### INFORMATION SHOWN
▽

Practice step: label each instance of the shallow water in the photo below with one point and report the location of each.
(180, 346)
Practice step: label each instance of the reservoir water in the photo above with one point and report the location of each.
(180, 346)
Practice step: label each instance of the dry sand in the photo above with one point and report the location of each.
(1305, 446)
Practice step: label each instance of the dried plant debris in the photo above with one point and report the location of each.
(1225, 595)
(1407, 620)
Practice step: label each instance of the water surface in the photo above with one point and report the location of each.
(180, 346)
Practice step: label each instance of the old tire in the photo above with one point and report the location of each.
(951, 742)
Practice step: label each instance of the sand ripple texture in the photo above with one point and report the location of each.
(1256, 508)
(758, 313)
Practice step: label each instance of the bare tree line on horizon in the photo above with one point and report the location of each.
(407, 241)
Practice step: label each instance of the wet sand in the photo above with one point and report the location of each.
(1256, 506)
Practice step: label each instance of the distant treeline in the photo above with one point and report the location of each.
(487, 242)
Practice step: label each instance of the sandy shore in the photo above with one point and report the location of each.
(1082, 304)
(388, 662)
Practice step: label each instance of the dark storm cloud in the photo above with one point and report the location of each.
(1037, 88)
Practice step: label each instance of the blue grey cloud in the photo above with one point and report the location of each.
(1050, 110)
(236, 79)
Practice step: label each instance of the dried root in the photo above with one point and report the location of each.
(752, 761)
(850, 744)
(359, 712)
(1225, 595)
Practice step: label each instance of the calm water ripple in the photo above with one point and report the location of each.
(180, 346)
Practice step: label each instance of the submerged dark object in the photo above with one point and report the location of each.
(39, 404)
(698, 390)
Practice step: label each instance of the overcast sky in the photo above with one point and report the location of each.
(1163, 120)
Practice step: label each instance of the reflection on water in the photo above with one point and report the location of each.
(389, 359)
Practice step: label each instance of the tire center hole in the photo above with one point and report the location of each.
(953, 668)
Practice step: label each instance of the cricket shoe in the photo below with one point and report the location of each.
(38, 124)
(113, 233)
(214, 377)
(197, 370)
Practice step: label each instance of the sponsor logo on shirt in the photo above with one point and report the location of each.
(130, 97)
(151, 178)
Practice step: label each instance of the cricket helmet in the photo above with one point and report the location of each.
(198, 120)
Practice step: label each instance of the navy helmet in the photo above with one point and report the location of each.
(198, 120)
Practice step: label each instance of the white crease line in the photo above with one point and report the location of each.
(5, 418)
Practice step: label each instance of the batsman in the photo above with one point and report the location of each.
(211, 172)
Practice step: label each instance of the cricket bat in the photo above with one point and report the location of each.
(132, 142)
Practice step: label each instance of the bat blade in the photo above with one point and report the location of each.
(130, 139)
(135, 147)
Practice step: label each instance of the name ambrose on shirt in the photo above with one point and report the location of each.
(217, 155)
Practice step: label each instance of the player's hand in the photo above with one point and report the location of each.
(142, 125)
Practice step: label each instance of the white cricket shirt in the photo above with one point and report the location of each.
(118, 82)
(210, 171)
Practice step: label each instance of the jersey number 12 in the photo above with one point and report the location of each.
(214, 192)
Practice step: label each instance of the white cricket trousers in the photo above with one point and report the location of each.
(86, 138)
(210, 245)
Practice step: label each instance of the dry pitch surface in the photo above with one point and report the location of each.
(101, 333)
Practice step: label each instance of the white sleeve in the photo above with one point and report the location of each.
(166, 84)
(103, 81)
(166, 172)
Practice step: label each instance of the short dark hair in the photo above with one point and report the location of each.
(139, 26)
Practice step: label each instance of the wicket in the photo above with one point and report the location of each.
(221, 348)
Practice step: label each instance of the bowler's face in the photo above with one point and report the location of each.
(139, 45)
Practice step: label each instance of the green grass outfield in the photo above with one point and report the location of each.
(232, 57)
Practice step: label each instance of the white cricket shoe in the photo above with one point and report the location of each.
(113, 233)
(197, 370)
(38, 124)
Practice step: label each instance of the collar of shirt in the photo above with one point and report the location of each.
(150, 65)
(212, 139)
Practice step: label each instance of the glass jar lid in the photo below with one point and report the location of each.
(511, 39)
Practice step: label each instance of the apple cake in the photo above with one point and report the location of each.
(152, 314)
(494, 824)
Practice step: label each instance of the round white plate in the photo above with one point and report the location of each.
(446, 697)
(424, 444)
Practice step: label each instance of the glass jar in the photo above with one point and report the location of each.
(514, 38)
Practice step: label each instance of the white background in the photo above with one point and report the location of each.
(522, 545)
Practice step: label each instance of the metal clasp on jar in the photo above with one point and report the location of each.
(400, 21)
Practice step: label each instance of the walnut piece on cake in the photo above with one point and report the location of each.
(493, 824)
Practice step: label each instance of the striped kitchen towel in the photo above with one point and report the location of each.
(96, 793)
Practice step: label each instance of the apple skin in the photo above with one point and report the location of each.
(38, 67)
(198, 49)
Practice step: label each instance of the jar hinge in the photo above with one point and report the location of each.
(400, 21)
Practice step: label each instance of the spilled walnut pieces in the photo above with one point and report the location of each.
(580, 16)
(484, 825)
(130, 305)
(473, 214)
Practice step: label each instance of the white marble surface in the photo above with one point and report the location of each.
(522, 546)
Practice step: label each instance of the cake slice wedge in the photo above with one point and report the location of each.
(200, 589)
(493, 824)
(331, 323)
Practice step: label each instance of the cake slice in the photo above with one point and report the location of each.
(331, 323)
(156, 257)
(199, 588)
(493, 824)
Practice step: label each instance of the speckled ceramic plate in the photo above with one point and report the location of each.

△

### TASK BRIEF
Starting with the line that contains "Practice step: label each instance of the white marble" and going on through the end of the material, write out every line again, with the requests unchanged and each coordinate in the answers multiplied by 0.75 and rounded to the nearest whole number, halves rounded up.

### ANSWER TO THE PROBLEM
Practice step: label each instance of the white marble surface in the photo above with one point and report the location of each.
(392, 410)
Practice step: label each instance of the cake slice wedge in the photo above with one point and report the location of each.
(150, 442)
(370, 618)
(248, 242)
Practice step: label each instance of the cake slice in the photo above with one point and report the location of each.
(248, 242)
(117, 193)
(149, 441)
(370, 618)
Practice step: label each instance of the speckled ceramic plate in the photo above with one point and report the location of each.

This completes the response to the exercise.